**What is being asked:** Copy out every one of the following records verbatim, changing nothing.

**Supplied records:**

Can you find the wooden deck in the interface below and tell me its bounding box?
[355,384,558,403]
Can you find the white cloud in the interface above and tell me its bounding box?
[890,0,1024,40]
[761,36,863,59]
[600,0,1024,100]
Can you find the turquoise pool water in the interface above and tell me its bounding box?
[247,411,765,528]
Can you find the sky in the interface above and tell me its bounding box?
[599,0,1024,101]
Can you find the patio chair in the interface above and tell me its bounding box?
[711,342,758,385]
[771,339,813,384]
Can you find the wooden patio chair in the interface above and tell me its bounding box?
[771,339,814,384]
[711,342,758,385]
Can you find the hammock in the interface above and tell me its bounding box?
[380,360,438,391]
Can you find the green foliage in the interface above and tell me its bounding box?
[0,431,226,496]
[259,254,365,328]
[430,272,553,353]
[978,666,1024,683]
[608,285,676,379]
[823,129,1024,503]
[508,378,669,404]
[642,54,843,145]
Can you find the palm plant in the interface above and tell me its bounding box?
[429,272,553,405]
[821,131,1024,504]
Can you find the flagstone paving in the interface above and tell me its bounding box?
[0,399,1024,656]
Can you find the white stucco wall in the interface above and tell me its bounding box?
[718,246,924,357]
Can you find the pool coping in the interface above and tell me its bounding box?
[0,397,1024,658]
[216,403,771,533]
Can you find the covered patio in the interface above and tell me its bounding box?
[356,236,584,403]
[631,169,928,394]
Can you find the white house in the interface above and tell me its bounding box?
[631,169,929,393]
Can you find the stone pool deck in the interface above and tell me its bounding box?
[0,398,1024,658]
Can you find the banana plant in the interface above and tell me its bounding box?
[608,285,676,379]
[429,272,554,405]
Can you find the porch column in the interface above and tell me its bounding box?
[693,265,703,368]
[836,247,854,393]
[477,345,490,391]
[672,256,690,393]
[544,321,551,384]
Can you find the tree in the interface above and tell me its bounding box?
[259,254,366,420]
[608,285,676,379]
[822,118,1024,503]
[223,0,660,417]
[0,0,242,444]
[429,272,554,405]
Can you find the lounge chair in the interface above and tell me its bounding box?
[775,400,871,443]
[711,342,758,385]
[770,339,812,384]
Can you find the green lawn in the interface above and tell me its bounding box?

**In response:**
Can you find the wooden deck in the interface below and tell me its bounding box?
[355,384,558,403]
Can you find the white cloud in the interface above and tell me its bounding box?
[890,0,1024,40]
[761,36,863,59]
[600,0,1024,100]
Can you find the turquoise pool water in the interface above and tell me its bounding box?
[247,411,765,528]
Can you find the sky in the interface above and tell me its bounding box?
[599,0,1024,101]
Can you find the patio chair in the interface above and tell me its bounding box?
[711,342,758,385]
[771,339,813,384]
Can you find the wooden patio chair in the interface above and tell me its bounding box?
[771,339,814,384]
[711,342,758,385]
Can you find the hammock in the interface above and tell me its bounding box?
[380,360,438,391]
Can you find the green foliage in the interface above and tell me its bounding box?
[0,431,226,496]
[259,254,365,328]
[430,272,553,353]
[978,666,1024,683]
[608,285,676,379]
[823,129,1024,503]
[508,378,669,404]
[642,54,843,145]
Can you find the palm plant in the interface above and tell me its bounding box?
[429,272,553,405]
[821,131,1024,504]
Can you find the flagstone paving in the interface above and tell me its bounding box?
[0,399,1024,656]
Can you find the white stucco wall in the interface above and tell me its bounding box?
[718,246,924,357]
Can you find the pool coping in the interface above and tell me its bounding box?
[0,397,1024,658]
[216,403,771,533]
Can you find the covered patio in the interface above and tell me its bounding box?
[356,236,584,403]
[631,169,928,394]
Can you find the white house in the interface above and tell me its bounding box?
[631,169,929,393]
Can you find the stone pool deck in the interface above and tell me its bounding box?
[0,398,1024,658]
Can you find the banana plant in the interface above and tell me its bounding box?
[608,285,676,379]
[429,272,554,405]
Can you find the porch column in the interface above and tell me its bounding box?
[693,265,703,368]
[836,247,854,393]
[477,345,490,391]
[672,256,690,393]
[544,321,551,384]
Can you find the tree in the interface above and tell me its bounding box?
[259,254,366,420]
[608,285,676,379]
[822,118,1024,503]
[223,0,660,417]
[0,0,242,444]
[429,272,554,405]
Can you find the lounge chair in the interface above and tell me its bounding box?
[775,400,871,443]
[711,342,758,385]
[770,339,812,384]
Can you find the green lawn in the interface above and tell me its bounding box?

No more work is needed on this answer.